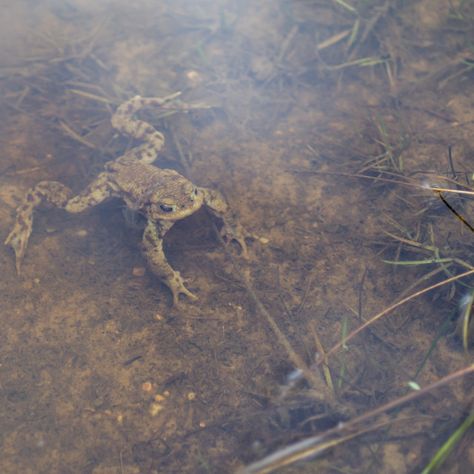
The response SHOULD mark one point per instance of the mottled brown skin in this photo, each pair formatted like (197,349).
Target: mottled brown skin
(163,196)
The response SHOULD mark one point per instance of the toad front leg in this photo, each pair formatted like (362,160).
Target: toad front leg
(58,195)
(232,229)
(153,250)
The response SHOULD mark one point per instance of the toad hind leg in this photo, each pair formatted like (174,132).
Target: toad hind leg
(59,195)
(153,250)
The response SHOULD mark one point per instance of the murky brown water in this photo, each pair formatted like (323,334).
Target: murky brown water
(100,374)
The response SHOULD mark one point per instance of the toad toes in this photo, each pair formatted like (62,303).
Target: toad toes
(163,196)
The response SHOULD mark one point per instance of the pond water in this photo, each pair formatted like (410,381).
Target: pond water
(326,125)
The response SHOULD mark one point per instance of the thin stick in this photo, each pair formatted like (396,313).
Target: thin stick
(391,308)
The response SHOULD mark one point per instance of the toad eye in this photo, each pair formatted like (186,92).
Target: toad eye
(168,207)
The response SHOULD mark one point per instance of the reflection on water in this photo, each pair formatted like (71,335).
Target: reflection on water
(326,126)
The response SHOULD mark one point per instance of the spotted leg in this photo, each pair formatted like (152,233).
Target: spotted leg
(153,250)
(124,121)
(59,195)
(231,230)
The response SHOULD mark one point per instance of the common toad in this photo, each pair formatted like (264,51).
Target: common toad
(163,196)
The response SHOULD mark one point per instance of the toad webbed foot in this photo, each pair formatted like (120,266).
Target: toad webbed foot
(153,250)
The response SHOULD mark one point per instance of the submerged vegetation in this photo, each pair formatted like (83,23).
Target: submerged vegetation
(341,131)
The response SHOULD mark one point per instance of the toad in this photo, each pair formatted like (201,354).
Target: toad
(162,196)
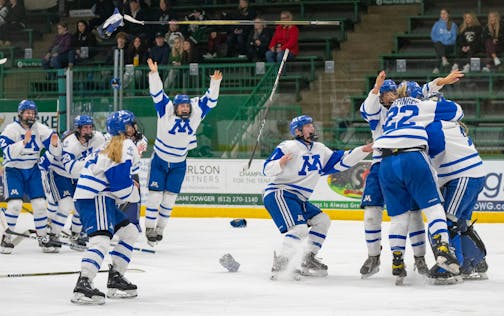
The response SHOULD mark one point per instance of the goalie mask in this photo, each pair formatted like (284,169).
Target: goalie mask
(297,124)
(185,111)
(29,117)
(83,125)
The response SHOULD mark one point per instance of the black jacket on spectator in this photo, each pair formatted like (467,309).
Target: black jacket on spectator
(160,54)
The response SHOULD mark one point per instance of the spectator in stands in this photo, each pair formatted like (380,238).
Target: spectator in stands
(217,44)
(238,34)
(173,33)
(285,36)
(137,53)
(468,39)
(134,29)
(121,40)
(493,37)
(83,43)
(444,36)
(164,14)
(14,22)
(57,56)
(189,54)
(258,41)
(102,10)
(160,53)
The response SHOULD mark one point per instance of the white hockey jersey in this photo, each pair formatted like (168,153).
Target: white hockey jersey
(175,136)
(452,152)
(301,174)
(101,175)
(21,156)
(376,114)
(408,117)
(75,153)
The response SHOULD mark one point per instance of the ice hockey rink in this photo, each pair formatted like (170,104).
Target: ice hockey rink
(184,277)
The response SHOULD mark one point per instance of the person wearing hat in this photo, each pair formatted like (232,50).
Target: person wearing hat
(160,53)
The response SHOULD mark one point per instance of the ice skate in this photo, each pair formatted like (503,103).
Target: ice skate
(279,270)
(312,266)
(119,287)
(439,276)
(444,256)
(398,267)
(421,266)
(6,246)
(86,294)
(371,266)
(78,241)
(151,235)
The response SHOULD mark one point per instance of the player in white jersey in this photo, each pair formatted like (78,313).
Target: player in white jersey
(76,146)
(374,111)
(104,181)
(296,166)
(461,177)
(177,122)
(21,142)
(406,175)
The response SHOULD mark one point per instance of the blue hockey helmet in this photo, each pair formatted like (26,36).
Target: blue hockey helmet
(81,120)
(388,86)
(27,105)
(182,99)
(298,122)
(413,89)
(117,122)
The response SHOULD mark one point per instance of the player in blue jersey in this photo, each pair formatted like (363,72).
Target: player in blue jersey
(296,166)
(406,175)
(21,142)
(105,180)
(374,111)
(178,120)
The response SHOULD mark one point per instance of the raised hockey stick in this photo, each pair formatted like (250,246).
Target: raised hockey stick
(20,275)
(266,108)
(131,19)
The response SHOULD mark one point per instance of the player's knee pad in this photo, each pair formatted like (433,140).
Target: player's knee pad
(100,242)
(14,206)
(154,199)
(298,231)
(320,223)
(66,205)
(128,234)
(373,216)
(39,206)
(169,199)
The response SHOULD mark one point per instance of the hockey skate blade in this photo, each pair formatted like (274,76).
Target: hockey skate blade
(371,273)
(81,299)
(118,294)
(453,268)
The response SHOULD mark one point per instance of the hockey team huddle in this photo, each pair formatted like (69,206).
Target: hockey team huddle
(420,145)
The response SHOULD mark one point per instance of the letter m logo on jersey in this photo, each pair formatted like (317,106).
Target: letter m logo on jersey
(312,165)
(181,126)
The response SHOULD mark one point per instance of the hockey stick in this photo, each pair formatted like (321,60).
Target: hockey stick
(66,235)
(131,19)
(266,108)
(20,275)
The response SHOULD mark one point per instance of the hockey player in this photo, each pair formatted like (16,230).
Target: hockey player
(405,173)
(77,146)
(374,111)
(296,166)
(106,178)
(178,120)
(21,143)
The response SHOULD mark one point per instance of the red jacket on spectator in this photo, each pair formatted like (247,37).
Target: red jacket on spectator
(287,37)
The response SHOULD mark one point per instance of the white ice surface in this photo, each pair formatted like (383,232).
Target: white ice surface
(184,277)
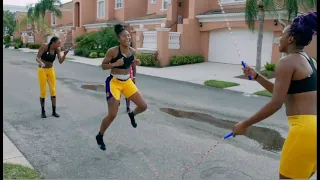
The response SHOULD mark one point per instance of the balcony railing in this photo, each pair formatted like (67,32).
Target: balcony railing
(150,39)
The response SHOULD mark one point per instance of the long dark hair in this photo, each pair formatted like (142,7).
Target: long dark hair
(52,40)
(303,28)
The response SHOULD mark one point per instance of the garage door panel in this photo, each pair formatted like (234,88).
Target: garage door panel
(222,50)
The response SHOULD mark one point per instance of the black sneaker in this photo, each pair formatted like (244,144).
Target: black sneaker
--- --- ---
• **Requirement**
Word for word, quote the full listing, omitting every picture.

• **Task output**
The response SHOULD mark one point per instance of the mottled brown skin in this photo, each pair formatted like (197,349).
Target: mottled brown skin
(163,196)
The response SHOULD mark one point per instance of the toad front leg in this photo, each pair formatted like (362,160).
Target: toad front leg
(58,195)
(232,229)
(153,250)
The response SHOULD mark one point per instance of the toad hind leg in this photo, each pair formatted like (174,132).
Target: toad hind leg
(59,195)
(153,250)
The response SHOULD mark one point per instance of the murky brown water in this photo, each pair formatted like (323,334).
Target: murky brown water
(100,374)
The response SHOULD mark one point per instance of the toad toes in this photo, each pair formatted like (62,303).
Target: toad toes
(163,196)
The response SHOULD mark one point per instance of the pond water in this photo, each pair formatted like (410,381).
Target: pond water
(326,125)
The response SHOULD mark one point per instance of the thin stick in this photo, each pair formatted like (396,313).
Target: thin stick
(391,308)
The response SHOULD mark one point per instance of the toad eye in this photo, each pair formatted like (186,92).
Target: toad eye
(168,207)
The response SHOULD mark one point per instance of the reflection on water in this photo, each pair formatted like (71,335).
Target: reflection on water
(326,126)
The response SHOULD mark one point per instance of the spotted leg in this photo, each pair formatted like (152,233).
Target: spotted leg
(153,250)
(124,121)
(59,195)
(231,230)
The response SHOULD mark one point per instance of the common toad in this photo, each pair formatted like (264,51).
Target: common toad
(163,196)
The response SHOULD mark one point per instance of the toad webbed foot in this photo, each pair formatted like (120,266).
Target: toad webbed foot
(153,250)
The response SHOULD mark one point per instance of the submerged vegetation in this photo, each pair formatted like (83,23).
Target: submerged vegetation
(341,131)
The response SHOULD mark one point per instance of the toad in this photo, each pair formatted like (201,354).
Target: toad
(162,196)
The response SHOULD mark one point per instance of the goalie mask in this photo, each pair formatted like (284,169).
Target: goalie mask
(297,124)
(185,111)
(29,117)
(83,125)
The response SHOULD mark one point per instance of the black jacket on spectator in this photo, each pair formatted like (467,309).
Target: black jacket on spectator
(160,54)
The response SHOULD mark one point per instance of the spectator in stands in this photo, each pair formatted like (380,238).
Target: spectator in stands
(217,44)
(238,34)
(173,33)
(285,36)
(137,53)
(468,39)
(134,29)
(121,40)
(493,37)
(83,43)
(444,36)
(164,14)
(14,22)
(57,56)
(189,54)
(258,41)
(102,10)
(160,53)
The response SHOULD mark one point per instance of the white hockey jersey in this photo, each pair formatted like (168,153).
Target: white hockey jersey
(175,136)
(452,152)
(301,174)
(101,175)
(21,156)
(376,114)
(408,117)
(75,153)
The response SHOULD mark one point per instance of the ice hockey rink in this photo, each pair formatted like (170,104).
Target: ice hockey rink
(184,277)
The response SHOULD mark one point per instance of the person wearing hat in this photo, each pair formatted like (232,50).
Target: person wearing hat
(160,53)
The response SHOULD mark one point per instance of the ice skate in this photo, each pair formatted like (503,103).
Target: ice skate
(279,270)
(312,266)
(119,287)
(439,276)
(444,256)
(398,267)
(421,266)
(6,246)
(86,294)
(371,266)
(78,241)
(151,235)
The response SHOULD mark one point per instance of the player in white jersey in this photo, each pair formatted like (78,313).
Target: player in white jersey
(76,146)
(374,111)
(104,181)
(296,166)
(461,177)
(177,122)
(21,142)
(406,175)
The response SHOULD mark one point per instance of the blue hockey helmet in this photo, each pair formatted like (26,36).
Target: blue hockey helmet
(81,120)
(388,86)
(27,105)
(182,99)
(298,122)
(413,89)
(117,122)
The response SHOULD mark one point per instance of the player in blue jersey in this photo, each pair formatted like (363,72).
Target: player in blue jersey
(296,166)
(406,175)
(21,142)
(105,180)
(374,111)
(178,120)
The response SHOULD mark one point per instance of the raised hockey stick in this photo, each pair formatted like (250,246).
Target: raised hockey stick
(20,275)
(266,108)
(131,19)
The response SHOULD mark one point per instance of the player's knee pad in this photo, each pair formatted like (433,140).
Target: player's knee pad
(100,242)
(14,206)
(154,199)
(298,231)
(320,223)
(66,205)
(128,234)
(373,216)
(39,206)
(169,199)
The response SHOULD mark one point per instance of the hockey skate blade in this photo, each pair formatted like (274,76).
Target: hockey skate blade
(371,273)
(81,299)
(118,294)
(453,268)
The response SHOULD mark one point per instance of the hockey team huddle in this photo, each pair formatted like (69,206).
Target: hockey team huddle
(420,145)
The response SHOULD mark one point per instance of the letter m logo on jersey in this photo, each pair formatted like (317,106).
Target: letter m logo on jersey
(312,165)
(181,126)
The response SHOULD mark one point per instance of the hockey stick in this photo, each pair formatted like (321,60).
Target: hockey stick
(66,235)
(131,19)
(266,108)
(20,275)
The response SHOULD mark one point per instance of the hockey player in this photo, each pair formatted like (16,230).
Target: hockey player
(405,173)
(77,146)
(374,111)
(296,166)
(106,178)
(178,120)
(21,143)
The response SHOULD mark one point per instance of the red jacket on spectator in this photo, each pair formatted like (247,37).
Target: red jacket on spectator
(287,37)
The response SHOULD mark one point per instance of the white ice surface in this photo, each pair formatted like (383,232).
Target: white ice surface
(184,277)
The response SHOULD mark one point per instance of the balcony railing in this photo, each pair formatted like (67,32).
Target: balcony railing
(150,39)
The response SHOULD mark one point per instance of the long dark hair in this photo, each pair formatted like (142,7).
Target: long dark hair
(52,40)
(303,28)
The response SHOULD mark one point per instance of the garage door panel in this photo, each pair formatted like (234,88).
Target: garage door panel
(222,50)
The response SHOULD mark one point per instance of the black sneaker in this photo, each pair formatted like (244,144).
Target: black sneaker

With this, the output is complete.